# TRY IT:
Output the data in full. Keep every entry exactly as written.

# PROVIDED MATERIAL:
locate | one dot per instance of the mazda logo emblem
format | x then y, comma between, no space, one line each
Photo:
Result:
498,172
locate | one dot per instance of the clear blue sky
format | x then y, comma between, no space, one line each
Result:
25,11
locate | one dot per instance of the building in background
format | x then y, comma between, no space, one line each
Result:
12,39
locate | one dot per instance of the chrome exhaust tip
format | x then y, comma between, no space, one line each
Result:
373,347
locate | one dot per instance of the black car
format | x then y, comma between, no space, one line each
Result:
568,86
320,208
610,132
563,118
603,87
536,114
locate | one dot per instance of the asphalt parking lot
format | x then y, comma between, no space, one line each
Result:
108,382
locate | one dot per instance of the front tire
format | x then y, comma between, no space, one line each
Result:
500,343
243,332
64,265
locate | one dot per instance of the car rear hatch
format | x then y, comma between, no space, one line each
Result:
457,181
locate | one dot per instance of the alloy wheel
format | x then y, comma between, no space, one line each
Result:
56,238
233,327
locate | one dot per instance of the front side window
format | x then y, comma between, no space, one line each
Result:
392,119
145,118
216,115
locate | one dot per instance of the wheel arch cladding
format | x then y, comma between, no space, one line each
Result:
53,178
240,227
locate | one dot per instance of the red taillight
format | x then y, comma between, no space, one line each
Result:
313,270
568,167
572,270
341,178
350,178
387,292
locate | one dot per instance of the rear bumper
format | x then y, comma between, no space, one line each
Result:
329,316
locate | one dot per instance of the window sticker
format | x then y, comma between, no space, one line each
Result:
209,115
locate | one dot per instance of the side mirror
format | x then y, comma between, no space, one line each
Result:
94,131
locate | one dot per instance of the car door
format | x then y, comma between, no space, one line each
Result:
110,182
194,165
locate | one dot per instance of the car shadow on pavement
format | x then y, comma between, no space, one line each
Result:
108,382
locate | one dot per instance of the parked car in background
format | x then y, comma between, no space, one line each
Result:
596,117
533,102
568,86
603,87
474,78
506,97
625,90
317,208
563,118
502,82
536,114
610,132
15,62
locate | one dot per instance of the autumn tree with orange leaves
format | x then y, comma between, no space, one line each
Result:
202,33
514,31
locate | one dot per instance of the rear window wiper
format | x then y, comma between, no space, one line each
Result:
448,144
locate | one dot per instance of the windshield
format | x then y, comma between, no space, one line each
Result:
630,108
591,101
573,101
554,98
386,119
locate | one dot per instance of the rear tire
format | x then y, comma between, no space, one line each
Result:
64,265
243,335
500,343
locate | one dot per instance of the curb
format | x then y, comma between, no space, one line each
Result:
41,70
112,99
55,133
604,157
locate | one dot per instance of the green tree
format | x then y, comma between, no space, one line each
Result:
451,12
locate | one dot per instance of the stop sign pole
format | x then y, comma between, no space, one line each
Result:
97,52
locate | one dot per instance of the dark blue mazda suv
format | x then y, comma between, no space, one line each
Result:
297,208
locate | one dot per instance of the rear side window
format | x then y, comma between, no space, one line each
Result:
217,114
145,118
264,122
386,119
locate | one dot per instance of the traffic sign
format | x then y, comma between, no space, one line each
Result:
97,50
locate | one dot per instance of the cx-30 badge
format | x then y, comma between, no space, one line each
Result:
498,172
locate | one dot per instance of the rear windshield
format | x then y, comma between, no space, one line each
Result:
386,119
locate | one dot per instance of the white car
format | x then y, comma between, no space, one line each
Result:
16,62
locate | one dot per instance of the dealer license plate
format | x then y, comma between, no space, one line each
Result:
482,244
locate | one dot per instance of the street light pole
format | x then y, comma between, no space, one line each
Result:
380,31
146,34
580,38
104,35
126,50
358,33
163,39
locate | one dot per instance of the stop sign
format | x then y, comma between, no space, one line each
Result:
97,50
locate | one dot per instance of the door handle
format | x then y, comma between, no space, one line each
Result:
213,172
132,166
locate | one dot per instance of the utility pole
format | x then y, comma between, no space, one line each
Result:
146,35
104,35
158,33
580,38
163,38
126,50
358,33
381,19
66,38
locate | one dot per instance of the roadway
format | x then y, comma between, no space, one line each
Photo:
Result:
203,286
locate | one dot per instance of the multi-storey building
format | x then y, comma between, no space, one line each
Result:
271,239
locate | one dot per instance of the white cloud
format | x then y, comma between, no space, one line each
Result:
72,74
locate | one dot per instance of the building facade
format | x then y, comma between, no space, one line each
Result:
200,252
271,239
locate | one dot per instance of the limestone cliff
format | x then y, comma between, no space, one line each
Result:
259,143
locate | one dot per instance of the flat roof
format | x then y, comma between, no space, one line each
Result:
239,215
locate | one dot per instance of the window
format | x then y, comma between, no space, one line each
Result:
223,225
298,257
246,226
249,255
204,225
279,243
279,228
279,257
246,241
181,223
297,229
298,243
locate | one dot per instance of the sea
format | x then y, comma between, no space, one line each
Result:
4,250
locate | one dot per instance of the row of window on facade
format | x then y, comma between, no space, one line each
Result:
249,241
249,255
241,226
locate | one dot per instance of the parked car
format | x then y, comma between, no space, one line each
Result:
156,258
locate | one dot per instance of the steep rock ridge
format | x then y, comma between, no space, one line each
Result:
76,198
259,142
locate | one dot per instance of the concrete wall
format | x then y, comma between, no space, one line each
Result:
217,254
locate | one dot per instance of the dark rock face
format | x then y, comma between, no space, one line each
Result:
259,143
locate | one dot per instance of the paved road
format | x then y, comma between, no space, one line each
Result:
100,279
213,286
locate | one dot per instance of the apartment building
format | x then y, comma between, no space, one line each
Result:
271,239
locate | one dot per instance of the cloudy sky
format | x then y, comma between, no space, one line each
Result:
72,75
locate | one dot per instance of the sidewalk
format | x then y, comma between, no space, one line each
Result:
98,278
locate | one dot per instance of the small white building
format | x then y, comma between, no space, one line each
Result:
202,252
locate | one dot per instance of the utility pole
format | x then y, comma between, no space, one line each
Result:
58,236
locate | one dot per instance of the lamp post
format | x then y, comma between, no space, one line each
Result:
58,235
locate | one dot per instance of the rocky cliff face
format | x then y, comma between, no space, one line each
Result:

# WRITTEN SOLUTION:
locate | one dot per instance of the mazda logo emblem
format | x then y, comma between, no space, one line each
Photo:
Result:
498,172
locate | one dot per instance of the clear blue sky
format | x then y, comma between, no space, one line each
Result:
25,11
locate | one dot per instance of the building in background
format | x then y, comma between, no space, one line each
Result:
12,39
locate | one dot per instance of the chrome exhaust tip
format | x then y, comma between, no space, one line each
Result:
373,347
locate | one dot per instance of the black car
format | x then y, comma between, no space, one line each
Result:
568,86
320,208
610,132
563,118
603,87
536,114
locate | one dot per instance of the asphalt parking lot
format | x then y, comma between, no space, one line each
Result:
108,382
locate | one dot per instance of the front tire
format | x then y, comma between, no space, one line each
Result:
500,343
243,332
64,265
locate | one dot per instance of the car rear hatch
format | x then y, comma between, no space, one line each
Result:
457,181
locate | one dot per instance of the alloy wheel
format | x then y, comma between, no space, one line each
Result:
56,238
233,327
locate | one dot per instance of the front side window
format | x then y, comma between, no space, one line each
Result:
392,119
145,118
216,115
locate | one dot per instance of the wheel arch cladding
format | x then y, comma between, no space, one line each
Result:
53,178
240,227
locate | one dot per instance of the red taillight
format | x then y, comma between, no space, one line each
Result:
313,270
568,167
572,270
341,178
350,178
387,292
locate | one dot per instance of the rear bumper
format | x then y, comma between, no space, one line each
Result:
329,316
locate | one dot per instance of the window sticker
format | x then y, comma between, no space, one line each
Result:
209,115
locate | one dot per instance of the side mirror
format | x then y, comma between, no space, one line each
Result:
94,131
locate | one dot per instance of the car door
format | x then y, comma between, no space, one line each
Result:
110,182
194,165
locate | one dot per instance of the car shadow on pavement
format | x then y, comma between, no space, one line each
Result:
108,382
locate | one dot per instance of the parked car in background
format | x then y, comma between, no space, one line each
Result:
596,117
533,102
568,86
603,87
474,78
506,97
625,90
317,208
563,118
502,82
536,114
610,132
15,62
locate | one dot per instance of the autumn tree with orange leaves
format | x then y, comma between, no space, one line each
Result:
202,33
514,31
locate | one dot per instance of the rear window wiper
format | x then y, comma between, no space, one line each
Result:
448,144
locate | one dot per instance of the windshield
format | x then y, comma between, no space, one line each
Result:
630,108
591,101
573,101
554,98
386,119
locate | one dot per instance of the rear tire
format | x then y, comma between, no space, one line each
Result:
64,265
243,335
500,343
locate | one dot per instance of the curb
format | x then y, comma between, no space, one line each
Result:
41,70
112,99
55,133
604,157
locate | one dot per instance of the green tree
format | x then y, comma between, no space, one line each
Result:
451,12
locate | one dot per instance of the stop sign pole
format | x then y, comma between, no space, one line each
Result:
97,52
locate | one dot per instance of the dark blue mazda suv
format | x then y, comma between, no space, one line each
Result:
297,208
locate | one dot per instance of the rear side window
format | x then y, comma between, no space, one line each
Result:
217,114
145,118
264,122
386,119
locate | one dot per instance of the traffic sign
format | x then y, comma between, no space, one line each
Result:
97,50
locate | one dot per instance of the cx-30 badge
format | x then y, comma between, no space, one line each
Result:
498,172
locate | one dot per instance of the rear windshield
format | x then y, comma between, no space, one line each
Result:
386,119
locate | one dot per instance of the white car
format | x then y, comma between, no space, one line each
Result:
16,62
locate | one dot per instance of the dealer license plate
format | x then y, comma between, no space, one line each
Result:
482,244
locate | one dot per instance of the street light pole
format | x then y, comma between, no space, one line each
Result:
380,31
146,34
580,38
104,35
126,50
358,33
163,39
locate | one dot per instance of the stop sign
format | x then y, comma between, no space, one line each
Result:
97,50
locate | one dot per instance of the door handle
format | x then y, comma between, no space, one line each
Result:
213,172
132,166
locate | one dot per instance of the utility pole
format | x then y, comma between, no space, one line each
Result:
146,35
104,35
158,33
580,38
163,38
126,50
358,33
381,19
66,38
locate | one dot per instance of the roadway
format | x then y, comma between, no space, one line each
Photo:
Result:
203,286
locate | one dot per instance of the multi-storey building
format | x then y, comma between, no space, one line each
Result:
271,239
locate | one dot per instance of the white cloud
format | x then y, comma between, no space, one line each
Result:
72,74
locate | one dot per instance of the building facade
format | x then y, comma between, no space, one line each
Result:
200,252
271,239
locate | one dot per instance of the limestone cliff
format | x then y, comma between, no space, one line each
Result:
259,143
locate | one dot per instance of the flat roof
format | x then y, comma between, no space, one line each
Result:
239,215
locate | one dot per instance of the window
format | x then y, comma between, no space, one line each
Result:
223,225
298,257
246,226
249,255
204,225
279,243
279,228
279,257
246,241
181,223
297,229
298,243
locate | one dot per instance of the sea
format | x then y, comma between, no space, one line each
Result:
4,250
locate | one dot per instance of the row of window on facade
format | x then y, comma between, no space, one line each
Result:
249,241
249,255
241,226
locate | one dot per instance of the parked car
format | x then y, comma between, no space, one line each
Result:
156,258
locate | one dot per instance of the steep rock ridge
format | x then y, comma between, no space, one line each
Result:
76,198
259,142
locate | one dot per instance of the concrete wall
format | x then y, comma between, no space, one line each
Result:
217,254
locate | one dot per instance of the dark rock face
format | x then y, comma between, no space, one line each
Result:
259,143
locate | one dot per instance of the paved road
format | x then y, comma between, no space, one line each
Result:
100,279
213,286
locate | one dot per instance of the apartment building
format | x then y, comma between, no space, one line each
Result:
271,239
locate | one dot per instance of the cloudy sky
format | x then y, comma between, no space, one line each
Result:
72,75
locate | one dot per instance of the sidewalk
format | x then y, comma between, no space, one line each
Result:
98,278
locate | one dot per instance of the small white building
format | x then y, comma between, no space, one line each
Result:
202,252
locate | one dot per instance of the utility pole
format | x then y, comma between, no space, one line each
Result:
58,236
locate | one dot per instance of the lamp post
format | x then y, comma between, no space, one line each
Result:
58,235
locate | one dot per instance of the rocky cliff face
format | x then y, comma between, no space, one line each
Result:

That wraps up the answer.